### TASK DETAILS
Copy out the records below with every "camera-trap survey" switched to "bedroom inventory" and nothing else changed. Leave the pictures out.

### PROVIDED DATA

# # #

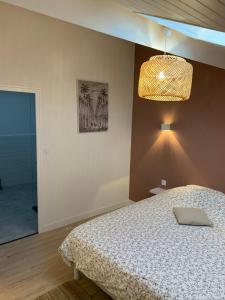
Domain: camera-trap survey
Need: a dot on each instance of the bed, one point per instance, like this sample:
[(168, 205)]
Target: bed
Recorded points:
[(140, 252)]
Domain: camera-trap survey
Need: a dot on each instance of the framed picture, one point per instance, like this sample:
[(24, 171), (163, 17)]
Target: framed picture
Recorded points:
[(92, 106)]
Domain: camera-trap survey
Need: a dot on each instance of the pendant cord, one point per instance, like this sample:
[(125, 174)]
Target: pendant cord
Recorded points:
[(165, 35)]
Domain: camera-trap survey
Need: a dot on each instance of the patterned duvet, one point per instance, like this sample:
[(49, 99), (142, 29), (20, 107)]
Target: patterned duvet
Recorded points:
[(140, 252)]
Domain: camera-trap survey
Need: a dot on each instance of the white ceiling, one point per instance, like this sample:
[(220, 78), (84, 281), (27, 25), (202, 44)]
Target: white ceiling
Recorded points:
[(117, 18)]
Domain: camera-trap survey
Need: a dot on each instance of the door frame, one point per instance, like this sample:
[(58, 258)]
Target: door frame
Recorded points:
[(37, 92)]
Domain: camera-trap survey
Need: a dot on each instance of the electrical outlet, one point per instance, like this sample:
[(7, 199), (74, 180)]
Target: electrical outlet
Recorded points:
[(163, 182)]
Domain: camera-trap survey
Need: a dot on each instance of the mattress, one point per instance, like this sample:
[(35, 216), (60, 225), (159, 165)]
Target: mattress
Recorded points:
[(140, 252)]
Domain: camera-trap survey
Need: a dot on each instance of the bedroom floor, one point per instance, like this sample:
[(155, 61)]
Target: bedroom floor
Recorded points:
[(32, 267), (17, 218)]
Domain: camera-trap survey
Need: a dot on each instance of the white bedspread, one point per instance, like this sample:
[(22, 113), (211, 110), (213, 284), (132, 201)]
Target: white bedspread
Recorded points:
[(140, 252)]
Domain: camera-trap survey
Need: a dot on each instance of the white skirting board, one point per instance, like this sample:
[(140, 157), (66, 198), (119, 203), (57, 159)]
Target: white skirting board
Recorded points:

# # #

### TASK SOLUTION
Domain: bedroom inventory
Need: a dot on each instance of the bed, one point per instance, like this sample:
[(168, 205)]
Target: bed
Recorded points:
[(140, 252)]
Domain: bedroom inventory
Need: a dot on each instance of the framed picture, one point per instance, like this sample:
[(24, 171), (163, 17)]
Target: framed picture
Recorded points:
[(92, 106)]
Domain: bedroom inventory
Need: a dot on each instance of the pendant cord, one point per instance, like this sample:
[(125, 174)]
Target: pendant cord
Recorded points:
[(165, 35)]
Domain: bedroom inventory
Need: a dot on each instance of the patterned duvet, one point per instance, like this sample:
[(49, 99), (142, 29), (20, 107)]
Target: patterned duvet
Recorded points:
[(140, 252)]
Domain: bedroom inventory
Need: a dot on each instance of the white ceiling, one point per instance, like this sample:
[(220, 78), (84, 281), (27, 25), (202, 44)]
Target: white ceiling
Recorded points:
[(117, 18)]
Domain: bedroom inventory
Need: a dot on each instance of the door frame, one point per instance, like this sample:
[(58, 258)]
Target: door frame
Recorded points:
[(37, 92)]
Domain: bedroom inventory
Need: a dot on each instance of the electrical outlet, one point per instance, like this sample:
[(7, 199), (74, 180)]
Target: electrical outlet
Recorded points:
[(163, 182)]
Domain: bedroom inventory
Need: a dot on each instance of the mattress, one point per instance, like this sample:
[(35, 216), (60, 225), (159, 165)]
Target: mattress
Recorded points:
[(140, 252)]
Domain: bedroom inventory
Need: a dot on each instance of the bedroom floor, one point per instance, like this sample:
[(155, 61)]
Target: bedroom floor
Recorded points:
[(32, 267), (17, 218)]
Domain: bedroom inventory
Need: a dot on each instance of the white bedspread, one point per instance, like this sample:
[(22, 113), (211, 110), (213, 284), (132, 201)]
Target: white bedspread
Recorded points:
[(140, 252)]
Domain: bedroom inventory
Need: a dot on each instance of the white skirting board, one point per instance, like this sample:
[(140, 157), (66, 198), (119, 203), (57, 159)]
Target: white skirting board
Recorded points:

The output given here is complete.